[Photo-based referring expression data]

[Start of Attachment]

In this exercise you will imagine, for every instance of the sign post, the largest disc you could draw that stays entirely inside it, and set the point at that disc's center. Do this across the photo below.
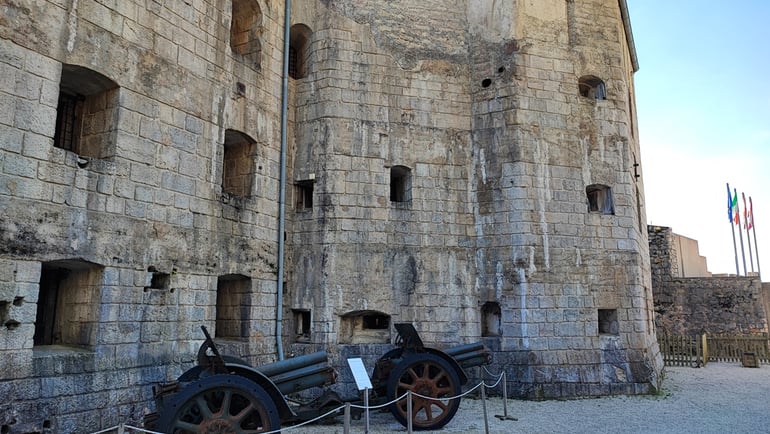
(363, 383)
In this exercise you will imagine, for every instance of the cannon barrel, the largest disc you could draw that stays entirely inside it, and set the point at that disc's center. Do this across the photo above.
(282, 366)
(470, 355)
(304, 377)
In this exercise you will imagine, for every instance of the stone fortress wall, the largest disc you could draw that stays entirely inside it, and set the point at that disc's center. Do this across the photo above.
(469, 167)
(688, 304)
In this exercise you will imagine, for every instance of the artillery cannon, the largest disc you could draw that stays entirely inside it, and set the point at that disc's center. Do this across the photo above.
(225, 394)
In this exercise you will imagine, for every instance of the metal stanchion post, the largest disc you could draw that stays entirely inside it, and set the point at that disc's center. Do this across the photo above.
(409, 412)
(505, 416)
(366, 404)
(346, 426)
(484, 406)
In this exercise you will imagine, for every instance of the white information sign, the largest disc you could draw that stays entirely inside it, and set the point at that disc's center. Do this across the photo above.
(359, 373)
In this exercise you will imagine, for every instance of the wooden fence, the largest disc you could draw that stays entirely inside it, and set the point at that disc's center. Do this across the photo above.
(684, 350)
(698, 350)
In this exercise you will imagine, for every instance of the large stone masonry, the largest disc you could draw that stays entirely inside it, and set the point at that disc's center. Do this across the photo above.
(466, 166)
(693, 305)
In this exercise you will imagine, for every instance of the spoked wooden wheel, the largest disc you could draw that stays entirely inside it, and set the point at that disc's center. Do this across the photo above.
(220, 404)
(427, 375)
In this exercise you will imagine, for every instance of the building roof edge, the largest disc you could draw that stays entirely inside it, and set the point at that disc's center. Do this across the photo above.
(629, 34)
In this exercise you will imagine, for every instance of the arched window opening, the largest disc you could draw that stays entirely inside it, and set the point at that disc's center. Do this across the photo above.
(246, 29)
(600, 199)
(592, 87)
(238, 164)
(86, 115)
(365, 327)
(299, 42)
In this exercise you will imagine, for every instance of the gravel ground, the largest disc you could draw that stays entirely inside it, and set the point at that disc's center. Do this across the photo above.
(719, 398)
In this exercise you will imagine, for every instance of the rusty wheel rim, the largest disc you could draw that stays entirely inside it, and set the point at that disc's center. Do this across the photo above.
(428, 379)
(224, 410)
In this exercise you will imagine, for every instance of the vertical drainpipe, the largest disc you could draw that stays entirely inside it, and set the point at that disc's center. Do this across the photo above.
(282, 194)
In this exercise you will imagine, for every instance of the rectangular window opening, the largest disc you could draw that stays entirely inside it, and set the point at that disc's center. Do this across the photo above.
(305, 195)
(608, 322)
(233, 307)
(68, 301)
(302, 325)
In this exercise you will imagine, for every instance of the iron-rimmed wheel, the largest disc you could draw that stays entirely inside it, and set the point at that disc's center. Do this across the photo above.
(220, 404)
(427, 375)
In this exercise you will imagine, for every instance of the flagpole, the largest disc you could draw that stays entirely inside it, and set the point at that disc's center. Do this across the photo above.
(746, 222)
(740, 233)
(732, 227)
(754, 229)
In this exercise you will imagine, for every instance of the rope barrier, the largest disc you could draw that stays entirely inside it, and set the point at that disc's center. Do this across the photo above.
(120, 428)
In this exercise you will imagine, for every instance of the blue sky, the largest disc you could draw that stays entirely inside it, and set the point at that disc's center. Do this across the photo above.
(703, 106)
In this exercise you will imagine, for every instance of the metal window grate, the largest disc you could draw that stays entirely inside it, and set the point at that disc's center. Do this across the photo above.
(66, 116)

[End of Attachment]

*What you need to do*
Your copy must match the records above exactly, apart from the pictures, which are excluded.

*Answer for the task*
In this exercise you will imagine, for every instance of the sign post, the largest disc you could draw that stays entirely inside it, and set the point at that disc's center. Do this across the photo below.
(363, 383)
In this exercise you will imagine, for every instance of the cannon barrel, the largest disc you could draw that stays entirely inside it, and set the point at that disc's center. Do this across the photo above.
(282, 366)
(470, 355)
(304, 377)
In this exercise you will imagine, for every instance of the stone fortress wall, the largest disc you could draw that stays entirely inside it, and set the point at that disc's center. Do this across the photo above.
(469, 167)
(688, 304)
In this exercise you will imagine, for every instance of the artillery cannon, the largest disc you could draw that stays entirely inside it, and set the point at that disc's center. Do this across the photo above.
(225, 394)
In this exercise you will imagine, for every instance of the metal stanchion post, the largest disc you could draw that stays entirely inside it, and set the point at that disc's center. Do this across the photo above.
(409, 412)
(505, 416)
(366, 404)
(346, 426)
(484, 406)
In this exercise you will imagine, for every instance of the white information sign, the largest disc you could draw that stays entirely inside it, and set the point at that disc's center. Do this across the photo above.
(359, 373)
In this exercise you will imagine, for every instance of the wooden fence, the largest disc you could draw that stays entirely inside it, and set the point at that disc's center. Do this across the photo above.
(684, 350)
(698, 350)
In this exercise you will imagine, for every instance of the large stone masonry, the largest disc you could draw that stays entirely inside it, and set the point at that disc's center. Do this across the photo above.
(466, 166)
(693, 305)
In this exercise you will imagine, for every instance of the spoked wooden wheel, the largest disc you could draw that stays entirely inside it, and set the point at that disc's center. Do this across the photo above.
(220, 404)
(427, 375)
In this exercise you will imagine, for every instance of the building roof edge, the largest disc you could draw that stays entirely inside it, and set the point at that disc's center. Do this across the photo above.
(629, 34)
In this exercise you will imagine, for every instance of the arched window opening, the largest disc you could draw that stays entirely inside it, and set the point at that disc's center. Do this across the photo above.
(246, 29)
(600, 199)
(592, 87)
(238, 164)
(86, 115)
(365, 327)
(299, 42)
In this exercise you will imagine, for every instance of the gravel ground, the largest disc you could draw that stays entirely inside it, and set the point at that disc's center. Do this across the photo above.
(719, 398)
In this exercise you will imagine, for every instance of the rusty wheel rim, the largest disc you could draw that stays entirely inside it, and set the point at that disc's center. Do this across the photo above.
(428, 379)
(224, 410)
In this exercise you will imagine, for every instance of the vertical drainpipe, the largest disc you could draw that stays entirely inside it, and set the point at that disc's center. Do this across the photo above.
(282, 194)
In this exercise you will imagine, for every instance of the rectangular window opening, the largest disc you could draw that stays entirely inside it, and set the point at that disc's center. Do this across the photo above.
(305, 195)
(608, 322)
(233, 307)
(68, 301)
(302, 325)
In this exercise you will imagine, for every instance of the iron-rimmed wheel, the largest disc you could draw that stays entirely inside it, and set the point at that disc's center. Do this across the photo above.
(220, 404)
(427, 375)
In this exercise you will imagine, for every instance of the flagpole, the largest disc you could draw that stays entirely inside it, and set the point at that disc's center. Do this across the photo above.
(746, 222)
(740, 233)
(732, 227)
(754, 229)
In this exercise you will imagine, for every instance of the rope barrier, the largest disc you could draw that stays entirely inside it, and set the point at that disc's center. Do this across the photo above.
(120, 428)
In this exercise you will imagine, for every instance of the blue sky, the largest disc you could draw that stays entirely inside it, and set the point at that disc's center. Do this across the photo above.
(703, 106)
In this exercise you will imagine, for every instance of the metal window grate, the largest disc you could draw that stays entirely inside it, and set the point at that disc's center. Do this across the photo above.
(66, 116)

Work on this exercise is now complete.